BRANO DA LEGGERE ->
Scrivete ciò che non ricordate. In altre parole scrivete su un episodio oscuro, su un avvenimento che vi riguarda di cui non sapete offrire una collocazione e un significato certi. Pensate attraverso le immagini di quel tempo, non costruite la pagina in modo diretto, ponendovi delle domande retoriche.
Prestatevi al vostro personaggio
Per prima cosa date un nome al personaggio (pur prelevando dalla vostra esperienza).Successivamente, quando avete scelto l’episodio, ponetevi nella situazione di volerlo contestualizzare in un luogo, in un tempo, con amicizie o parenti se è possibile. Comportatevi come quando visitate un luogo dell’infanzia o dell’adolescenza. Raccontate quel luogo, accennate solo brevemente ai cambiamenti intervenuti. Quali sono le sensazioni che provate tornando in quel luogo? Cosa resta rispetto non alle architetture o al paesaggio, ma cosa resta di voi, di quel passato. E anche per questa domanda non date risposte filosofiche o psicologiche, non dite “la maturità comporta….ecc”. In un romanzo queste dichiarazioni generiche lasciano il tempo che trovano. Dite qualcosa di più specifico e personale. Raffrontate l’esterno all’interno. Il luogo di ieri all’emozione di ieri; il luogo di oggi all’emozione di oggi.

[Voci di dati estratte]
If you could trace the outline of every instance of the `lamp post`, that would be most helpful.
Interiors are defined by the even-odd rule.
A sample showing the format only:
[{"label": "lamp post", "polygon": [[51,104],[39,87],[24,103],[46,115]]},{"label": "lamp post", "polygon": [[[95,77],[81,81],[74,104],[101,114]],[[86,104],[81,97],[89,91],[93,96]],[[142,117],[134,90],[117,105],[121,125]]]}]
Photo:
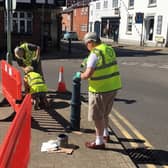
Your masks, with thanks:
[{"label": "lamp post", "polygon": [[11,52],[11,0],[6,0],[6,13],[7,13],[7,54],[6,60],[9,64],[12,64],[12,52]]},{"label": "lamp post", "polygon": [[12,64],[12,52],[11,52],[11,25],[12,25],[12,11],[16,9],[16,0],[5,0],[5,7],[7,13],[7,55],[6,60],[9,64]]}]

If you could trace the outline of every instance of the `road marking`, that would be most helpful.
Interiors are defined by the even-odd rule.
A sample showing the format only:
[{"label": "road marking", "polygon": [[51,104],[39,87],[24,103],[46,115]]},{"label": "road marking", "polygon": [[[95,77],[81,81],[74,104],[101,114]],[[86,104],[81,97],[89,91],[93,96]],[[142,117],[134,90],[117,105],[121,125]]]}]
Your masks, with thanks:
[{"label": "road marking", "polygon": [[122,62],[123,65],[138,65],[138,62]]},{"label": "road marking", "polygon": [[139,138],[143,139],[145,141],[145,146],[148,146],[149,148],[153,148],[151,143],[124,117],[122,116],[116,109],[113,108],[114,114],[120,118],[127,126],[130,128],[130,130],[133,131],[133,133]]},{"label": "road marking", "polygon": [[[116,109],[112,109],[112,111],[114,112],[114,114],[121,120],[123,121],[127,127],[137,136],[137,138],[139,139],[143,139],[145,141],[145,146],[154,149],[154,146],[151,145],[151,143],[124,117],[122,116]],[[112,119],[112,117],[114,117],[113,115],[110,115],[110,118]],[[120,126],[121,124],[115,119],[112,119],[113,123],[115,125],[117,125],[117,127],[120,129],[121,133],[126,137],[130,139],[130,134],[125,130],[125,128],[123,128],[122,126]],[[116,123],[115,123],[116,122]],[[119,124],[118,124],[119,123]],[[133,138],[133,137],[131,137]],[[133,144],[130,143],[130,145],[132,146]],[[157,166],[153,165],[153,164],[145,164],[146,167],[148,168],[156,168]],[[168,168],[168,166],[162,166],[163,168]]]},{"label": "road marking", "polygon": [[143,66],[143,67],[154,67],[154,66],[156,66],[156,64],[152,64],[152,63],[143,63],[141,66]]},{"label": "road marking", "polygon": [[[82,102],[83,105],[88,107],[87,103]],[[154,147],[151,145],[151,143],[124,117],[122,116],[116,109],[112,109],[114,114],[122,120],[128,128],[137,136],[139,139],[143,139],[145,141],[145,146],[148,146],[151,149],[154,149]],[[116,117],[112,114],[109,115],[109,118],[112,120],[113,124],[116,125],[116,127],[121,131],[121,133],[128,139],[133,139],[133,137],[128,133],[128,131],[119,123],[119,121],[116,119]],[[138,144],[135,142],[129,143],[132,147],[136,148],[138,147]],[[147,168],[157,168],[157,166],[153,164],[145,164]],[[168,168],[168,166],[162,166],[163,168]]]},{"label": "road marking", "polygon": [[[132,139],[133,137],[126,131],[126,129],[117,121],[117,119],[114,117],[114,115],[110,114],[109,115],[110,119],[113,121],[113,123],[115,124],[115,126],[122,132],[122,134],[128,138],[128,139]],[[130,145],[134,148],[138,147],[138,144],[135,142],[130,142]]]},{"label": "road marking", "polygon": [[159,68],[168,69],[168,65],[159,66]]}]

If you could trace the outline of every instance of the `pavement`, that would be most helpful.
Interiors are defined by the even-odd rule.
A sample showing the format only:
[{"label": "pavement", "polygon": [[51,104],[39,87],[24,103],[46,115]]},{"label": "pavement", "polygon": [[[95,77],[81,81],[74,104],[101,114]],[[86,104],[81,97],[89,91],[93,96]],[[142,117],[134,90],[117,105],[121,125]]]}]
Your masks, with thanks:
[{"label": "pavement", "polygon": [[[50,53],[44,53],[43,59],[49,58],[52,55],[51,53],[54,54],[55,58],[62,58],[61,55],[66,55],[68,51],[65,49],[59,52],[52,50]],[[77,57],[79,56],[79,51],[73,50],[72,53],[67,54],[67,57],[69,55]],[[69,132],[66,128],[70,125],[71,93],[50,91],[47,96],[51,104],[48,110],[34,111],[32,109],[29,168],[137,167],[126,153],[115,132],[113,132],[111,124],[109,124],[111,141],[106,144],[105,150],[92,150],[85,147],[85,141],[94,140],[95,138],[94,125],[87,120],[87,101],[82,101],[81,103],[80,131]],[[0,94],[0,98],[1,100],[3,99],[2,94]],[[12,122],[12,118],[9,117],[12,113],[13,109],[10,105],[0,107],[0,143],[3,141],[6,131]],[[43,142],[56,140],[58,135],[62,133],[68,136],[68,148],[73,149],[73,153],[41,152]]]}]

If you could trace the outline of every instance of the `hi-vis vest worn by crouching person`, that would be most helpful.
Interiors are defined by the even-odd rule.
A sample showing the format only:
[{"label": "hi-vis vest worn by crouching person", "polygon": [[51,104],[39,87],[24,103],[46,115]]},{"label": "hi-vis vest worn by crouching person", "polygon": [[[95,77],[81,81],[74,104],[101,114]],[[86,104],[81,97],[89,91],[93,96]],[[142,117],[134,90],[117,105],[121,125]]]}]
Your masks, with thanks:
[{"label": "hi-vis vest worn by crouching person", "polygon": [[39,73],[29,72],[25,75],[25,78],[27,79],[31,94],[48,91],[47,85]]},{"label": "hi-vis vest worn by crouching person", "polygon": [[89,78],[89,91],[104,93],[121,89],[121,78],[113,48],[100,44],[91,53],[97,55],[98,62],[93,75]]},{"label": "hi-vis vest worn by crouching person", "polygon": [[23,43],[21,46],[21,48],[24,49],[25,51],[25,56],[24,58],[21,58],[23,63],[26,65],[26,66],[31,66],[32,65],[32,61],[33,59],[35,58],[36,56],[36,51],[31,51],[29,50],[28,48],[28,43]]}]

...

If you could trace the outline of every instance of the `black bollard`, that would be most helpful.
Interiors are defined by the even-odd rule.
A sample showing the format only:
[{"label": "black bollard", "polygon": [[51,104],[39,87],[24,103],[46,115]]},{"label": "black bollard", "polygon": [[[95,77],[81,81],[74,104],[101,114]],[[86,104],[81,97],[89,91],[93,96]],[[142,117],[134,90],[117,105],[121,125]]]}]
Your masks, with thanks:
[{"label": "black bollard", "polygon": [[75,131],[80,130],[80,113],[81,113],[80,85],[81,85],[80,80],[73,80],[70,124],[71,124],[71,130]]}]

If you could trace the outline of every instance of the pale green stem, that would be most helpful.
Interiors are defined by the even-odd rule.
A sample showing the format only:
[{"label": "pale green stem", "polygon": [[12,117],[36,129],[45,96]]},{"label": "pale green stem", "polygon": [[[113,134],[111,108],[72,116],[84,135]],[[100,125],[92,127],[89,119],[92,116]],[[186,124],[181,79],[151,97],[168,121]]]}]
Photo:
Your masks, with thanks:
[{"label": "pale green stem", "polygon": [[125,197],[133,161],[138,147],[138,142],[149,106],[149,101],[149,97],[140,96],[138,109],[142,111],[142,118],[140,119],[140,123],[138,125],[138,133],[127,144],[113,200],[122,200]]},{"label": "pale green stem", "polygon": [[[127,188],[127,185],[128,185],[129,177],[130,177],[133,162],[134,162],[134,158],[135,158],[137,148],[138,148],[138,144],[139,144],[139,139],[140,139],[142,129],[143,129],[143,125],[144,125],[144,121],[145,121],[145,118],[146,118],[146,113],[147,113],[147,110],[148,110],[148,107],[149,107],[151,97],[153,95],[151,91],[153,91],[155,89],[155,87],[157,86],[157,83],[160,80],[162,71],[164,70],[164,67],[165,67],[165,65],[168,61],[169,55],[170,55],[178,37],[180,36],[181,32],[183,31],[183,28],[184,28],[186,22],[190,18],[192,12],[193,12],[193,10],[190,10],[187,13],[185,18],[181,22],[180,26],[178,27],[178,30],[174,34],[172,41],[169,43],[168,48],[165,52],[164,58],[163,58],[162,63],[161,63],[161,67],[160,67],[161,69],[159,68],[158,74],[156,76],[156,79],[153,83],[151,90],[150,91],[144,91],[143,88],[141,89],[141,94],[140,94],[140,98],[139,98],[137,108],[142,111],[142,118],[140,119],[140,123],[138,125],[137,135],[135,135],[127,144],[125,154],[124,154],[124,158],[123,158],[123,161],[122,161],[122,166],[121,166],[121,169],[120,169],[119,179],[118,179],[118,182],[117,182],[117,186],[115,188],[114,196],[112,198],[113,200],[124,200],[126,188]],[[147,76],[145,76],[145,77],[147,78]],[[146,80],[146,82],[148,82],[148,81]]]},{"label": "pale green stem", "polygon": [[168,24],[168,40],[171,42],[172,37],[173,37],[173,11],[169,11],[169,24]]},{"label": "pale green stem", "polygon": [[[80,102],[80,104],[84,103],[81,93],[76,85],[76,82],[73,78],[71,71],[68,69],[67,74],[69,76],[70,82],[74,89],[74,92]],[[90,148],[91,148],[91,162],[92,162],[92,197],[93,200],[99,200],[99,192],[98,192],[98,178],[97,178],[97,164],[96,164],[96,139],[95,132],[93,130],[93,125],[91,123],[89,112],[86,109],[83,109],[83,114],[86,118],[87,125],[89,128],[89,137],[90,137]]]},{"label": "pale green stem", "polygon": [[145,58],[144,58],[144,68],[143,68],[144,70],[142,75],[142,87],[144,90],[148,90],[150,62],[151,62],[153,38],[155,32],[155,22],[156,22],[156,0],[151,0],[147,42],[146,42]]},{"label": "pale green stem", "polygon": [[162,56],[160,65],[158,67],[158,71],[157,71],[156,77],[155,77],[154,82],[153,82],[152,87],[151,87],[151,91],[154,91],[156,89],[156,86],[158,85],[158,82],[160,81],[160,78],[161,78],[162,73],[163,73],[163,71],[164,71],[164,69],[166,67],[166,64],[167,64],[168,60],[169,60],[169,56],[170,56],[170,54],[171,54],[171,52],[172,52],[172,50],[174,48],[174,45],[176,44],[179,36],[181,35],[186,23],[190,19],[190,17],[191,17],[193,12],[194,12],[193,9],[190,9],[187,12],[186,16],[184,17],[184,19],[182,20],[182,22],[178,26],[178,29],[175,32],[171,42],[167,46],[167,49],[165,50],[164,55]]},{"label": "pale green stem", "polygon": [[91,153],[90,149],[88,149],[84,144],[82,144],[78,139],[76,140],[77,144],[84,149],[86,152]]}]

...

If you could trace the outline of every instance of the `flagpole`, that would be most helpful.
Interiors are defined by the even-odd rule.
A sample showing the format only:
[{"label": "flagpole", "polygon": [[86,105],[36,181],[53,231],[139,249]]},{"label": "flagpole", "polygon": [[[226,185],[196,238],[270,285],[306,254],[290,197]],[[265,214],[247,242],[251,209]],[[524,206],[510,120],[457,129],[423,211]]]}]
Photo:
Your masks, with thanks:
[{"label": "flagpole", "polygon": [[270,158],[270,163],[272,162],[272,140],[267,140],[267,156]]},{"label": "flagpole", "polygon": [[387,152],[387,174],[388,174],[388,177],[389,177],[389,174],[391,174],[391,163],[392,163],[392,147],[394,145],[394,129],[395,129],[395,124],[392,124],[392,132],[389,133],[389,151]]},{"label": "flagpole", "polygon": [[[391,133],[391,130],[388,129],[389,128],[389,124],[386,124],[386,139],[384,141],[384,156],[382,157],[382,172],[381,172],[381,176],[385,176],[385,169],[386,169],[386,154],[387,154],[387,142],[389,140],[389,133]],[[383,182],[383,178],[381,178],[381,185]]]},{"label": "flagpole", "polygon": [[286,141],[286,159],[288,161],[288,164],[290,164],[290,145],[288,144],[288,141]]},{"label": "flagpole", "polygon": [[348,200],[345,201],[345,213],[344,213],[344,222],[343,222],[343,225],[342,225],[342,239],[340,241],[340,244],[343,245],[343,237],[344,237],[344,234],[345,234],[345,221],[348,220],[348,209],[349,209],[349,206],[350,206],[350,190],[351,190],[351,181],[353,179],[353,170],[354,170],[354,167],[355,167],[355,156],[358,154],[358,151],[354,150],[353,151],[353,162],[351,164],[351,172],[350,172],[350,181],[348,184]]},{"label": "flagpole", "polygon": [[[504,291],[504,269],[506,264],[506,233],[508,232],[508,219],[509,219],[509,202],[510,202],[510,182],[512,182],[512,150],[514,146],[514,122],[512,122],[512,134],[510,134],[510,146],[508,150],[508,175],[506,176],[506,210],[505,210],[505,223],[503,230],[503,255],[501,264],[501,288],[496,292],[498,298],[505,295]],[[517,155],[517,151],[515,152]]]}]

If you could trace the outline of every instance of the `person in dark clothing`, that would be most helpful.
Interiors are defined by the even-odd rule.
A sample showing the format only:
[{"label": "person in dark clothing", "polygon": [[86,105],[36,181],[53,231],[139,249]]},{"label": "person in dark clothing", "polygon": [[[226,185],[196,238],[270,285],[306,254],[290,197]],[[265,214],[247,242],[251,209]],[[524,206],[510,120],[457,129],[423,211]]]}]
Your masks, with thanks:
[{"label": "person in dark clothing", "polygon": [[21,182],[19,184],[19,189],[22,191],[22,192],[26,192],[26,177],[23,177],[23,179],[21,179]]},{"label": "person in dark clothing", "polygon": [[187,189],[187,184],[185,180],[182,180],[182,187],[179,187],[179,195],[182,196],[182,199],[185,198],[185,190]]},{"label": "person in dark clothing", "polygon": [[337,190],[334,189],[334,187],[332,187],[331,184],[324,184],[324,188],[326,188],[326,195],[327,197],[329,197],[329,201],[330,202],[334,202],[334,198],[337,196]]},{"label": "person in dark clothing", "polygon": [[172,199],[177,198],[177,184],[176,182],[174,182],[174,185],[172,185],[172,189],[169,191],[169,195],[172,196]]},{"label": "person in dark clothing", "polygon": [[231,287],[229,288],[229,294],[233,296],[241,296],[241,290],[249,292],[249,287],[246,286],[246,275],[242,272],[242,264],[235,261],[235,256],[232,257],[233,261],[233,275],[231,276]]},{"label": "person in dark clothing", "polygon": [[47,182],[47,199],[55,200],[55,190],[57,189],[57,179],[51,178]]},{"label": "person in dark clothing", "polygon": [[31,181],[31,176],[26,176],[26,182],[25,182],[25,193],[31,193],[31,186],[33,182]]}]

COMPITI DA SVOLGERE ->
(1) Elenchi tutti i raffronti che la traccia di scrittura invita a compiere nella sua ultima parte.
(2) Modifichi la traccia di scrittura da "Scrivete ciò che" a "delle domande retoriche.", estremi inclusi, sostituendo "oscuro" con "confuso".
(3) Secondo la traccia di scrittura, che cosa occorre fare per prima cosa?

RISPOSTE AI COMPITI ->
(1)
- L'esterno all'interno
- Il luogo di ieri all'emozione di ieri
- Il luogo di oggi all'emozione di oggi

(2)
Scrivete ciò che non ricordate. In altre parole scrivete su un episodio confuso, su un avvenimento che vi riguarda di cui non sapete offrire una collocazione e un significato certi. Pensate attraverso le immagini di quel tempo, non costruite la pagina in modo diretto, ponendovi delle domande retoriche.

(3) Dare un nome al personaggio.